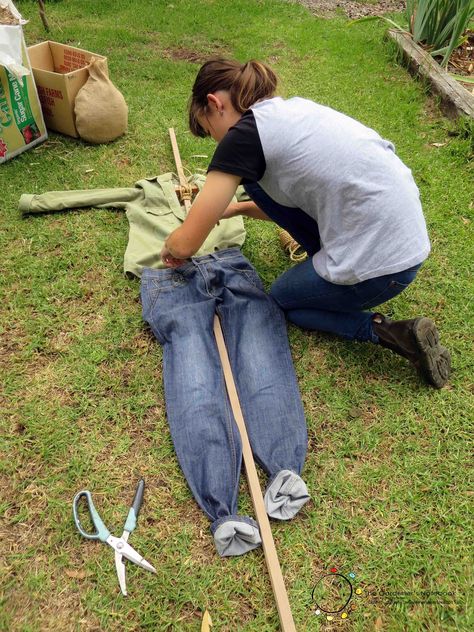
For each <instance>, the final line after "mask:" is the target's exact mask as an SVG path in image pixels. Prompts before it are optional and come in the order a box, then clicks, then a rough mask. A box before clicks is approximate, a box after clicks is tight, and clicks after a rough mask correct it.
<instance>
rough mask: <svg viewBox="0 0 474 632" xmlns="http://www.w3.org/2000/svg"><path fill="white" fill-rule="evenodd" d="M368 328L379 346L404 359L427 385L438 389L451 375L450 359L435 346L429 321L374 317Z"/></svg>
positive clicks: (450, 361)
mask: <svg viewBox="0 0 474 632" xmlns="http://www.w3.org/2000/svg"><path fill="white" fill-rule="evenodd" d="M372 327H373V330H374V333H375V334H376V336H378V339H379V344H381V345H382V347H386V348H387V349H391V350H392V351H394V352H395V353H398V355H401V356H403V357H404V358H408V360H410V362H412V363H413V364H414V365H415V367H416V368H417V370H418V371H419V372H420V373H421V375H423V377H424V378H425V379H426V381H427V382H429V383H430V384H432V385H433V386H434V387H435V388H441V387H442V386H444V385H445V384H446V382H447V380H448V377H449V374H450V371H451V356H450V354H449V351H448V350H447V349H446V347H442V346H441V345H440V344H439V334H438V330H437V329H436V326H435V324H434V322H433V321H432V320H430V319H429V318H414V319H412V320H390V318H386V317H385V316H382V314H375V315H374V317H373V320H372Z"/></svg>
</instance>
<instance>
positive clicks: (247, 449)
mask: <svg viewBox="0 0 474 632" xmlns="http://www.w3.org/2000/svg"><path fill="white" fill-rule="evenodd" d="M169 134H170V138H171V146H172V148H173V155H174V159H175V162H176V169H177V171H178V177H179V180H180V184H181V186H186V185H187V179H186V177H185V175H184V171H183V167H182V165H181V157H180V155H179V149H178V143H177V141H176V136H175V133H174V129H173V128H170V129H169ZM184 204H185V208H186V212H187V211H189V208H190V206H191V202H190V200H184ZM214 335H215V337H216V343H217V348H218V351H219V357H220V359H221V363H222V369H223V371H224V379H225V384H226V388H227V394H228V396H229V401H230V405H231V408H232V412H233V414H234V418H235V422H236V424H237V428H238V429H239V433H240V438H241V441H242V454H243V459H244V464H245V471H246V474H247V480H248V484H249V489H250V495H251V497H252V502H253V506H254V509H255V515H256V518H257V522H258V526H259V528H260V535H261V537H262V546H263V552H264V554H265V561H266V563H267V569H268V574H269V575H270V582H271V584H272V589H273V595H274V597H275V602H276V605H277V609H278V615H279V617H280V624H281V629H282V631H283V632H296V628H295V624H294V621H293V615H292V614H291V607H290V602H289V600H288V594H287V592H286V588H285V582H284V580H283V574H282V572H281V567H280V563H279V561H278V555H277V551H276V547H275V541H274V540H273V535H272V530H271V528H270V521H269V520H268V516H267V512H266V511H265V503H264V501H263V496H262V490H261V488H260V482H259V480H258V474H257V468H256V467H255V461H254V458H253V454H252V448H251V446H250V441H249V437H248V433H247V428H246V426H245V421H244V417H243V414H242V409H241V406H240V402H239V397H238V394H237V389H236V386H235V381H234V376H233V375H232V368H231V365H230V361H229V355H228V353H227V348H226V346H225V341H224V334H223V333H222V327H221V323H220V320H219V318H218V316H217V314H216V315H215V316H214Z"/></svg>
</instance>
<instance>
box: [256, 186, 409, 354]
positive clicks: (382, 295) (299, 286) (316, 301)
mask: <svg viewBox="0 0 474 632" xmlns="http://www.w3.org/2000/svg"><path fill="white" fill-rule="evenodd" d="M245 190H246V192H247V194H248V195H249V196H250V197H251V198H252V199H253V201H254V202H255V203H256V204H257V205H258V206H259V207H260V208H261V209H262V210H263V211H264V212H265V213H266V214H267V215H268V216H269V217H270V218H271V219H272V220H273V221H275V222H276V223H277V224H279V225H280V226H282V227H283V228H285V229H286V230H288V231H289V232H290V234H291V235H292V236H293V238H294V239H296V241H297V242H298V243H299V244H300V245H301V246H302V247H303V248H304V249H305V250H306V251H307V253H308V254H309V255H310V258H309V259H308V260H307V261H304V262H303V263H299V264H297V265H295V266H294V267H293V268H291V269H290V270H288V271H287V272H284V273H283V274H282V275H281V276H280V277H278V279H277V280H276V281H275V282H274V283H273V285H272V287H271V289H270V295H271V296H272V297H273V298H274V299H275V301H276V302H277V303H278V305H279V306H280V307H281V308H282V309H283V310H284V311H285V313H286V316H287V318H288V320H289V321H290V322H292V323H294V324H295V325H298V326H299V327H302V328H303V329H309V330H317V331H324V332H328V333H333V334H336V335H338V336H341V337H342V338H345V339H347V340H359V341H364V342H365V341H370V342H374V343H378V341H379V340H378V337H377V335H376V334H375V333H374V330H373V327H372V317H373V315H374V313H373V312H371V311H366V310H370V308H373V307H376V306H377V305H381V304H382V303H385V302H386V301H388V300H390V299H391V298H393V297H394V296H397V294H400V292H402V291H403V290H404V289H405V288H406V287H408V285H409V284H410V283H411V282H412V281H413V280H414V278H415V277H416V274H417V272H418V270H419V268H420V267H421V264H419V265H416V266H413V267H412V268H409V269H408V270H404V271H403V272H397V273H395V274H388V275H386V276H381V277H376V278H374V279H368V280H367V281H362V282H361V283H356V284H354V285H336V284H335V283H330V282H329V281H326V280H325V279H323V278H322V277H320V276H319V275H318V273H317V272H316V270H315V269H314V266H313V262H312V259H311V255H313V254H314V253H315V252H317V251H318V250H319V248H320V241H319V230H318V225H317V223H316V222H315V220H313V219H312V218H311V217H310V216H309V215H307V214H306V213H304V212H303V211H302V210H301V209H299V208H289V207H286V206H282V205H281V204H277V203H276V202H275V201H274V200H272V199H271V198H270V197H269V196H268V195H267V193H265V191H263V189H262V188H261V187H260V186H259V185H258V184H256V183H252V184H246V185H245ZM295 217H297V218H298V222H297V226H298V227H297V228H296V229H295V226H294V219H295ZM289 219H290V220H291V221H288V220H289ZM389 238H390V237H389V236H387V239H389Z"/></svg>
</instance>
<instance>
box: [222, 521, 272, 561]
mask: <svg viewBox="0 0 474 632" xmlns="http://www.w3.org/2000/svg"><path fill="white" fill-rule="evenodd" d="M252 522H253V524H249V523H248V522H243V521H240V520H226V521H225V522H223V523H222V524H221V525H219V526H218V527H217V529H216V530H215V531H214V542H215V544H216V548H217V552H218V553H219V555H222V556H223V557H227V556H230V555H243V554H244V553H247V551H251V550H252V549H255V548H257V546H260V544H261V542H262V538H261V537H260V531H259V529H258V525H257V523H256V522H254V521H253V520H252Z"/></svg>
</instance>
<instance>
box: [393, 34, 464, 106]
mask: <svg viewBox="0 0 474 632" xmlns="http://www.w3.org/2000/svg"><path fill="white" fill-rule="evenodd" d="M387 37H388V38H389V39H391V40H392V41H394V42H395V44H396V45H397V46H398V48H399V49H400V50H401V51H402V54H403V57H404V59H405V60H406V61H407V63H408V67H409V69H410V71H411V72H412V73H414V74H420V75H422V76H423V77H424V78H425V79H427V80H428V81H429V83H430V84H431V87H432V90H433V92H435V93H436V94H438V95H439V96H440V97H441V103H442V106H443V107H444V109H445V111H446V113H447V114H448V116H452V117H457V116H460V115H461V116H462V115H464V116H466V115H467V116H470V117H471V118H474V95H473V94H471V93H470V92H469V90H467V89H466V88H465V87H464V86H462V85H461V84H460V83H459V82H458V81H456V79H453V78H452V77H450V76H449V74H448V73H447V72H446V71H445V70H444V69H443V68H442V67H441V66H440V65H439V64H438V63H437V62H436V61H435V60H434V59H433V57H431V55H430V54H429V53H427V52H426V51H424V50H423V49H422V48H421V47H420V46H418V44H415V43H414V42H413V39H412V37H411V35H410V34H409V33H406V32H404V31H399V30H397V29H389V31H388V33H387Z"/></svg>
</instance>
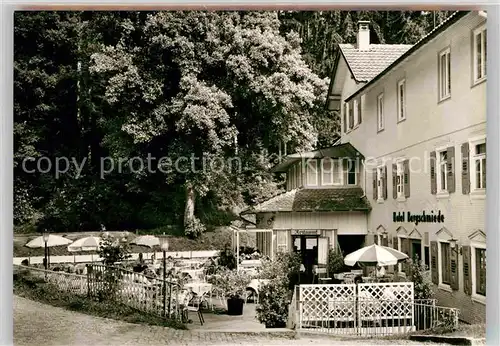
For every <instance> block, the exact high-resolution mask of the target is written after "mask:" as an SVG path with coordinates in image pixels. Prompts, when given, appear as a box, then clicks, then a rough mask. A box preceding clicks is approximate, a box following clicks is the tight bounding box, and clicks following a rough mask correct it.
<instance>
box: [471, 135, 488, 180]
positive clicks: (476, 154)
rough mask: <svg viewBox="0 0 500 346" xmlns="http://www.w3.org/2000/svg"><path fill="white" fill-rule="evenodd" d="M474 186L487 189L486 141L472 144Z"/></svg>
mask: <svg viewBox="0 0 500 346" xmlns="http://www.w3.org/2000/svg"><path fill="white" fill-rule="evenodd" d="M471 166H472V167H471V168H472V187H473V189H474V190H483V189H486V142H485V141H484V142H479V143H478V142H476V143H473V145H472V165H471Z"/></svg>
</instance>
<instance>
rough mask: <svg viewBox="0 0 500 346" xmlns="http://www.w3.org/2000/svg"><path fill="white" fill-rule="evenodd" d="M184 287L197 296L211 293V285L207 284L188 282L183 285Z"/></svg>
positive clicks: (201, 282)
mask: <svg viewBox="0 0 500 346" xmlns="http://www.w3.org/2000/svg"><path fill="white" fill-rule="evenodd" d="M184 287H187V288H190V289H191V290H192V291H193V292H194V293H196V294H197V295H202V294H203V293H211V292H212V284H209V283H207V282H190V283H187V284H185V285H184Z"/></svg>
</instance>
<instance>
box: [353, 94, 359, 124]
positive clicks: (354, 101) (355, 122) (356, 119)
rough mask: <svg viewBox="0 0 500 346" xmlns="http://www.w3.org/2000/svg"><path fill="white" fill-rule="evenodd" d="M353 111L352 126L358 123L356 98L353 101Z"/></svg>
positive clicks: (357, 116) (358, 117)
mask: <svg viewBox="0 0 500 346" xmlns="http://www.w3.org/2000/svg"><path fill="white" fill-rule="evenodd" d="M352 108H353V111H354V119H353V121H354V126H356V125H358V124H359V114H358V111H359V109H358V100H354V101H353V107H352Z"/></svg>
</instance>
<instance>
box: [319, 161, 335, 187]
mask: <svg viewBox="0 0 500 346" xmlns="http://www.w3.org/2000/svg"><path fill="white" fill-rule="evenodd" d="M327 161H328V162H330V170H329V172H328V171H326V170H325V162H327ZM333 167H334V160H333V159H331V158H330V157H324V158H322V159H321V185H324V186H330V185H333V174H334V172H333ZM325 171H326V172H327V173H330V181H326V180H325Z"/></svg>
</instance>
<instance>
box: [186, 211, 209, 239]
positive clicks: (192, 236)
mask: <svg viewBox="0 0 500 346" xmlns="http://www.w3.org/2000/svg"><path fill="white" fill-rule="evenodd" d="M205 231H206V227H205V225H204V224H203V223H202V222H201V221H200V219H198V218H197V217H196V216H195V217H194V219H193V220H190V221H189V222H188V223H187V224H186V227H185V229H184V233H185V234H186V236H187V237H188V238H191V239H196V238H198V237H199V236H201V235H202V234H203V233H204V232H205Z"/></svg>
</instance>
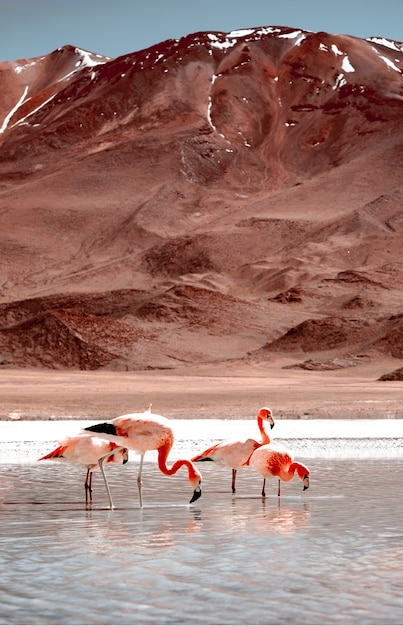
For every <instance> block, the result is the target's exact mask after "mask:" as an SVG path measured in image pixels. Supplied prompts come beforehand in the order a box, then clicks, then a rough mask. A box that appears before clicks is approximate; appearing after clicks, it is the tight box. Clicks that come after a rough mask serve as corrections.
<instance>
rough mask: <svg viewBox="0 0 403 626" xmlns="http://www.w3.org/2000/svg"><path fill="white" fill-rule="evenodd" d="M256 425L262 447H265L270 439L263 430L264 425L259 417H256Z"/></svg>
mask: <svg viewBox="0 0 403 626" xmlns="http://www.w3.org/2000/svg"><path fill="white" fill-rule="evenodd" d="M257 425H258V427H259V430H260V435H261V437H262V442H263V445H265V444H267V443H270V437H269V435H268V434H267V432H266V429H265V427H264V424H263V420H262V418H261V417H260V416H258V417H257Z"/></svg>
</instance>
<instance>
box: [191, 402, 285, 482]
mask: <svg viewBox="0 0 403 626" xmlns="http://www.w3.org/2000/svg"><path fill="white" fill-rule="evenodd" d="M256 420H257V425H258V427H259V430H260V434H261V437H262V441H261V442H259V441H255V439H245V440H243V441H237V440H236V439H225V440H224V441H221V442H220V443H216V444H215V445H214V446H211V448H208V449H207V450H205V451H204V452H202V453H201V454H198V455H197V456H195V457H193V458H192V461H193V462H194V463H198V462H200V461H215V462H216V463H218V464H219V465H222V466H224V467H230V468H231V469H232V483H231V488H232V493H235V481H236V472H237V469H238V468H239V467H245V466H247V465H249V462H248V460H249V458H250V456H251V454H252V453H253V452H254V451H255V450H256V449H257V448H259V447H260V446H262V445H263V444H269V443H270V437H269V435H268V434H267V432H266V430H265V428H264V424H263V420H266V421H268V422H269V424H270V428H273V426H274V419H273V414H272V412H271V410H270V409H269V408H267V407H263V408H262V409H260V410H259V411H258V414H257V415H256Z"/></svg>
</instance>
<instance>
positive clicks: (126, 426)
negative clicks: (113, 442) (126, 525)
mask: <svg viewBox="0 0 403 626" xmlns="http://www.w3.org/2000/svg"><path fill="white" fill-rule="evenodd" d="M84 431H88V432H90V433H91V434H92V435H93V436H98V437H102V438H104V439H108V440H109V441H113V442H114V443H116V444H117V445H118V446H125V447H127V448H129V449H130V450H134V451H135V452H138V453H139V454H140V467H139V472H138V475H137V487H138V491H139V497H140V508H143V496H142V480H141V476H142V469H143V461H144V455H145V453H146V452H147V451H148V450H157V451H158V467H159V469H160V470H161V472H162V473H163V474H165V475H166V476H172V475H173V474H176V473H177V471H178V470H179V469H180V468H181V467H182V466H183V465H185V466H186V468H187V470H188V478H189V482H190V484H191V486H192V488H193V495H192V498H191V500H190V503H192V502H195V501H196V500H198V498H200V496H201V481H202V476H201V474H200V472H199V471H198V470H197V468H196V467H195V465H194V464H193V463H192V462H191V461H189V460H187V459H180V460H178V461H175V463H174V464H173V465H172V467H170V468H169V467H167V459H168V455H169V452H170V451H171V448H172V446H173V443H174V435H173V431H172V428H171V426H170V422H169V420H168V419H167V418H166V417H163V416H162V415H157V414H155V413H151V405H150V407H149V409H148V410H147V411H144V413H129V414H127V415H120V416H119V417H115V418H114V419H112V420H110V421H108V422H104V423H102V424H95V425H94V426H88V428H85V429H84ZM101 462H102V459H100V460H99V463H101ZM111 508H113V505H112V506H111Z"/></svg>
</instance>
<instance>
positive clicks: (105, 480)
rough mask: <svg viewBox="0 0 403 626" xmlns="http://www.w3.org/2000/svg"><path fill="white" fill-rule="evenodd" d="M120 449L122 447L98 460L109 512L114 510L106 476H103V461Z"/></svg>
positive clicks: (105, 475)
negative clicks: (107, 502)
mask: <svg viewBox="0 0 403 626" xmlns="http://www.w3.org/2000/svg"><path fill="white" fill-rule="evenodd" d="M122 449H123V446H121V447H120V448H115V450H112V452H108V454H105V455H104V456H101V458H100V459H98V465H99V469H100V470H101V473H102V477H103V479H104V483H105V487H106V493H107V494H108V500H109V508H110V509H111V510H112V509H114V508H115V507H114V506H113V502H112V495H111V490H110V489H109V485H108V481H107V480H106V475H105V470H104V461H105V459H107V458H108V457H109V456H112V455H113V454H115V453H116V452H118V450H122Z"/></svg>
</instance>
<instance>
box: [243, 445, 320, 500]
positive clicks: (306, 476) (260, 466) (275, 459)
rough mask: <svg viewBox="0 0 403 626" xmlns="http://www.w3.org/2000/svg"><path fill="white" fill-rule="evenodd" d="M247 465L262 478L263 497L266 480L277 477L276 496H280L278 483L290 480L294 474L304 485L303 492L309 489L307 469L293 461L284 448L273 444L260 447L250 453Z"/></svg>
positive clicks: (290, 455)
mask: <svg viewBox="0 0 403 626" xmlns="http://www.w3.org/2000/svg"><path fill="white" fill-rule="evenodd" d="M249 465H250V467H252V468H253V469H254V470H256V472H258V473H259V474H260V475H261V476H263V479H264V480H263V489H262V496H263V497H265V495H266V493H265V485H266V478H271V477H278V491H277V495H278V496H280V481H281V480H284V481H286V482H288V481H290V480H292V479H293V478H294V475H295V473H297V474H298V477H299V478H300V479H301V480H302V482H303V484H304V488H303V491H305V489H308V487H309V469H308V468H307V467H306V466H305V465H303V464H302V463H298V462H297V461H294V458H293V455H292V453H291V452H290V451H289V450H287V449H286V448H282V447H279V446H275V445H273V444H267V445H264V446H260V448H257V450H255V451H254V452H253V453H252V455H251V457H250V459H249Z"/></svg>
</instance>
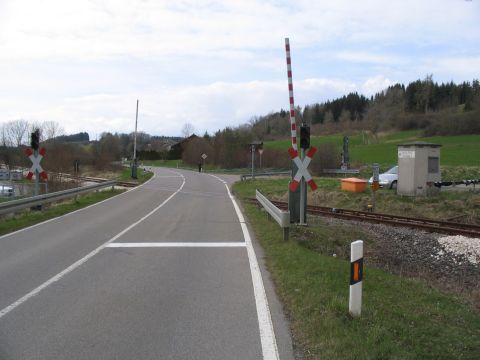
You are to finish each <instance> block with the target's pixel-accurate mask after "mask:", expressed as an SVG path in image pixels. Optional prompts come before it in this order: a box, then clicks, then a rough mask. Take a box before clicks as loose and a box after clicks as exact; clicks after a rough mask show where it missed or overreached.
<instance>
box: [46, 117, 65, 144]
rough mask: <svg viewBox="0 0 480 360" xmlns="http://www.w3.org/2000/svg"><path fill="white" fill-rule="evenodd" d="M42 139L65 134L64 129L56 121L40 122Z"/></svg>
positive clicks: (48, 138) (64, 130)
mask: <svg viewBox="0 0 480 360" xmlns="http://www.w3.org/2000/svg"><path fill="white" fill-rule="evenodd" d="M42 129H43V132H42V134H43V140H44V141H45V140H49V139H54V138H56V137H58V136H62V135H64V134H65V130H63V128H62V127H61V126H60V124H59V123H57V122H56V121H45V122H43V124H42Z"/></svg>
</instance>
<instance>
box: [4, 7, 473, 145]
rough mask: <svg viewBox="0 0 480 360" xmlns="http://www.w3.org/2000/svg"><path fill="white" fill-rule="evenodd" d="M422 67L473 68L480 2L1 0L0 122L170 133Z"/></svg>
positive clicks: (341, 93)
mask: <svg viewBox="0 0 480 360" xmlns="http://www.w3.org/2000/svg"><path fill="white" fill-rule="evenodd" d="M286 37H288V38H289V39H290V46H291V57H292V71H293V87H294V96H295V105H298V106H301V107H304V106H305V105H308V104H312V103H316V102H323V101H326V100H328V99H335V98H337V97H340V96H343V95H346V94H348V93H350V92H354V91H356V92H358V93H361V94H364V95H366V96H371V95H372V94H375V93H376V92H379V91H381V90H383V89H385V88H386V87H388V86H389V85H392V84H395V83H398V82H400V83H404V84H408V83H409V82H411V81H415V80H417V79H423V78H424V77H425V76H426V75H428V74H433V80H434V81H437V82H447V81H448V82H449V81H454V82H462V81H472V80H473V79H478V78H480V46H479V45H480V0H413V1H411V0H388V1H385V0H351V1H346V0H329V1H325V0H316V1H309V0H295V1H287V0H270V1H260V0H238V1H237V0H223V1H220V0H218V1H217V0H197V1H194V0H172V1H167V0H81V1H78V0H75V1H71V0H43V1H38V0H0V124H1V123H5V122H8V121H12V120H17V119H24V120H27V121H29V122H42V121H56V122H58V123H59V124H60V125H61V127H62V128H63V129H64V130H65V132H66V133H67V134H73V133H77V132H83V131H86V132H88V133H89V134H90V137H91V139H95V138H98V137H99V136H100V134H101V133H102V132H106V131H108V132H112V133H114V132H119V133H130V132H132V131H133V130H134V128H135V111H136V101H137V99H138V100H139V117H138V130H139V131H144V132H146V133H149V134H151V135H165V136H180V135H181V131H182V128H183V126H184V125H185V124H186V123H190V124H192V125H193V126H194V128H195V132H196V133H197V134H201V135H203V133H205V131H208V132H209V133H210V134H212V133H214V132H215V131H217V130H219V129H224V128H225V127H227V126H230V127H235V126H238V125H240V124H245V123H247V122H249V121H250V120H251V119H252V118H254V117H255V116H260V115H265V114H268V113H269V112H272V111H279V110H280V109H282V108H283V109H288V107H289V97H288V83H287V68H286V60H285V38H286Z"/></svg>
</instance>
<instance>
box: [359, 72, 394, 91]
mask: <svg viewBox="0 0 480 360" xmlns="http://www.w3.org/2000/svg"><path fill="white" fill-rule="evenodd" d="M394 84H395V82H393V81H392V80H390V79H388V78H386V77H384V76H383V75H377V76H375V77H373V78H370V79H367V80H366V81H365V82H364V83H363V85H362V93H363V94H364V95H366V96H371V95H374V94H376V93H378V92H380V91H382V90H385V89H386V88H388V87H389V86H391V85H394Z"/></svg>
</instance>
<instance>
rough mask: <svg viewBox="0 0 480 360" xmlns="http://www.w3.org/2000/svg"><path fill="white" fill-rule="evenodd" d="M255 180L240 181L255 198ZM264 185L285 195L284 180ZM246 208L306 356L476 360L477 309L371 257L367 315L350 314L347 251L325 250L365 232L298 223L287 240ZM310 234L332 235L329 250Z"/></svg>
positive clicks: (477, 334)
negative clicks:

What is expected: Return each line from the entries above that includes "every".

Task answer:
For every <instance> block, the exact high-resolution mask of the target is written after "mask:" as an SVG path with coordinates in image pixels. Prompts, when given, appear as a box, then clicks, then a rough mask. A box preceding clicks is approximate, a box following clicks is the tight bounding box, and clicks following a rough mask correct it.
For every <instance> block, the result is the target's exact mask after "mask:" as an SVG path measured in image pixels. Supplied prompts come beforehand in the order a box, then clicks, then a rough mask. A box that appears before clicks is approximate; appearing after clicks, it is the tight box. Clicks that come after a rough mask serve as corrections.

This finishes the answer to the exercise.